図1】本明細書に記載の1つ以上の実施形態による3層の放射線遮蔽ガラス物品を概略的に示す図である。
図2】本明細書に記載の1つ以上の実施形態による5層の放射線遮蔽ガラス物品を概略的に示す図である。
図3】本明細書に記載の1つ以上の実施形態による均一な厚さを有するが非均一な面状接合領域を有する3層の放射線遮蔽ガラス物品を概略的に示す図である。
図4】本明細書に記載の1つ以上の実施形態によるさらなる3層の放射線遮蔽ガラス物品を概略的に示す図である。
図5】本明細書に記載の1つ以上の実施形態による様々な厚さの放射線遮蔽ガラス物品の透過率測定値をグラフにより示す図である。
図6】本明細書に記載の1つ以上の実施形態による様々な厚さの放射線遮蔽ガラス物品の透過率測定値を、同様の厚さの市販の放射線遮蔽ガラスであるCorning(登録商標)Med-X(登録商標)GlassおよびCorning(登録商標)Med-Gamma(登録商標)Glassと比較してグラフにより示す図である。
図7】本明細書に記載の1つ以上の実施形態による放射線遮蔽ガラス物品の透過率測定値を、同様の厚さの市販の比較例1およびコーニング社の比較例2と比較してグラフにより示す図である。
図8】A、B、CおよびDは、本明細書に記載の1つ以上の実施形態による放射線遮蔽物品、比較例1、コーニング社の比較例2および比較例3についてのベイヤー摩耗試験の結果を写真により示す図である。

————

[作業指示 1]
放射線遮蔽ガラス物品の図の説明文をもとに、次の問いに答えてください。
(a) 図2に示される放射線遮蔽ガラス物品は何層ですか。
(b) 図6で比較対象とされる市販の放射線遮蔽ガラス二つの名称は何ですか。
(c) 図8で結果が写真により示される試験は何ですか。
[作業指示 2] 放射線遮蔽ガラス物品の図の説明文のうち、「図1】本明細書に記載の1つ以」を含む語句で始まり「らなる3層の放射線遮蔽ガラス物品を概略的に示す図である。」で終わる部分を、一字一句違えずに書き写してください。
[作業指示 3] 放射線遮蔽ガラス物品の図の説明文について、最後に示された文の後に続く内容を書いてください。
これらの資料は、ここでの作業には一切用いません。

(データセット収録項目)
————

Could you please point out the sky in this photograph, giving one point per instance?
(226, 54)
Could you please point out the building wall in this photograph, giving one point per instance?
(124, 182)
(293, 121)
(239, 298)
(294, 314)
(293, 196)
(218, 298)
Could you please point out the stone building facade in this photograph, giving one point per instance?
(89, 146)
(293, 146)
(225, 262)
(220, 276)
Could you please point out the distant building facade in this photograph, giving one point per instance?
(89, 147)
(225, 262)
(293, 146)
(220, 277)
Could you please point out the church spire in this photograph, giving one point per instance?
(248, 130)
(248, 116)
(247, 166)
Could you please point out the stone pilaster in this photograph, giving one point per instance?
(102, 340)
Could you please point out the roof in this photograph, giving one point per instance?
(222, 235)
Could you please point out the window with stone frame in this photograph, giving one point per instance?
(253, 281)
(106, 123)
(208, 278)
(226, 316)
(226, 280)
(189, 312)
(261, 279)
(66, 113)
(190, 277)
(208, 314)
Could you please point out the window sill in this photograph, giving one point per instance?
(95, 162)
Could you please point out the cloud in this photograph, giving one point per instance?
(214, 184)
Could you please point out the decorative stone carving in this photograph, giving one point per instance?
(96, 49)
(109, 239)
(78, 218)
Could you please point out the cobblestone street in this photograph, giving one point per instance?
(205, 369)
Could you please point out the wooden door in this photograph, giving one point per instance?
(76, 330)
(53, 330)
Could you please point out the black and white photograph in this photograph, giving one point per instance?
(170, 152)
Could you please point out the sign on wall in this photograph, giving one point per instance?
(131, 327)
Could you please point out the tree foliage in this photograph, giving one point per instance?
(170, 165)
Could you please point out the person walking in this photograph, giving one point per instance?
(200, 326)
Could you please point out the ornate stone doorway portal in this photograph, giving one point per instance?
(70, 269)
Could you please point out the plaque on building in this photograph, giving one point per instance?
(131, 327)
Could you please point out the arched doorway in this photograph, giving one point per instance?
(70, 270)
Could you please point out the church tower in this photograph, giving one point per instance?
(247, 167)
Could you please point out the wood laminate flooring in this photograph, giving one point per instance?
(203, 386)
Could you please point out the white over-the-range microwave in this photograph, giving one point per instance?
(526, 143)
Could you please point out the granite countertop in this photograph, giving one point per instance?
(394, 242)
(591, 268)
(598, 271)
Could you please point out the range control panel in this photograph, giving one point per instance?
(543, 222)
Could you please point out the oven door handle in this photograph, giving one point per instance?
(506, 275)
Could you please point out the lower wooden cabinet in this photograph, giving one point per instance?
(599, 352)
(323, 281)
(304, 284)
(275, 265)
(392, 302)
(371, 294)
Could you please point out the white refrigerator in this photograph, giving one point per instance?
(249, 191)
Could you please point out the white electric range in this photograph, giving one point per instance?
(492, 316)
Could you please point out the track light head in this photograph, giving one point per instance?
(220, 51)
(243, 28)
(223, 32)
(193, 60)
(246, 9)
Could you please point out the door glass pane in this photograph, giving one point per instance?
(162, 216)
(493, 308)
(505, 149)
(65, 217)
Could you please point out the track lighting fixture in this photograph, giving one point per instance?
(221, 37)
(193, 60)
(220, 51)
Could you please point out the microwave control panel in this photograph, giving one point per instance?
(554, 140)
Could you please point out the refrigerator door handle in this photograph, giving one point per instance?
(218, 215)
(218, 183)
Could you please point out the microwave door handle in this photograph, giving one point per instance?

————

[解答欄 1]
(a) 5層
(b) Corning(登録商標)Med-X(登録商標)GlassおよびCorning(登録商標)Med-Gamma(登録商標)Glass
(c) ベイヤー摩耗試験

[解答欄 2]
図1】本明細書に記載の1つ以上の実施形態による3層の放射線遮蔽ガラス物品を概略的に示す図である。
図2】本明細書に記載の1つ以上の実施形態による5層の放射線遮蔽ガラス物品を概略的に示す図である。
図3】本明細書に記載の1つ以上の実施形態による均一な厚さを有するが非均一な面状接合領域を有する3層の放射線遮蔽ガラス物品を概略的に示す図である。
図4】本明細書に記載の1つ以上の実施形態によるさらなる3層の放射線遮蔽ガラス物品を概略的に示す図である。

[解答欄 3]
【発明を実施するための形態】
【0047】
次に、添付図面に例示されている放射線遮蔽物品の実施形態について詳細に言及する。同一または類似の構成要素を参照するために、図面全体にわたって可能な限り同一の参照符号が使用される。
【0048】
本明細書で使用する場合、「放射線遮蔽」とは、高エネルギー電磁放射線、特にX線およびガンマ線を遮断または吸収する能力を意味する。標準吸収当量レベルは、Pb金属のミリメートル当量(mm Pb)で測定および表示される。
【0049】
本明細書で使用する場合、「可視」および「可視光」は、400nm~800nmの電磁スペクトル帯域内の光を意味する。
【0050】
本明細書で使用する場合、「透過率」とは、固体、液体または気体の媒体に衝突する入力光の量と、固体、液体または気体を通過する光の量との測定比を意味する。
【0051】
本明細書で使用する場合、「抗菌ガラス」とは、JIS Z 2801(2000)試験条件における細菌(例えば、スタフィロコッカス・アウレウス(Staphylococcus aureus)、エンテロバクター・アエロゲネス(Enterobacter aerogenes)、およびシュードモナス・エルギノーザ(Pseudomonas aeruginosa))の濃度の対数減少値が5であるか、または修正されたJIS Z 2801(2000)試験条件における細菌の濃度の対数減少値が3であることにより定義される抗菌効果によって特徴づけられる表面を有するガラス物品を意味する。
【0052】
本明細書で使用する場合、「化学強化」および「イオン交換」(「IOX」とも略記)は、ガラスマトリックス内のある元素を、溶融塩浴によってガラスマトリックスに供給される別のより大きな元素またはイオンと交換するプロセスを意味する。イオン交換プロセスでは、加熱されたKCl塩浴由来のより大きなカリウム(K)イオンが、溶融塩浴内に配置されたガラス表面の表面層に含まれるより小さなナトリウム(Na)イオンと置き換えられる。イオン交換プロセスは、ガラス物体の強度を向上させるように設計されている。
【0053】
本明細書で使用する場合、「熱接合」とは、接合されるガラス層間に強い結合を形成するのに十分な熱および/または圧力を加えることによって、隣接する層を接続するプロセスを意味する。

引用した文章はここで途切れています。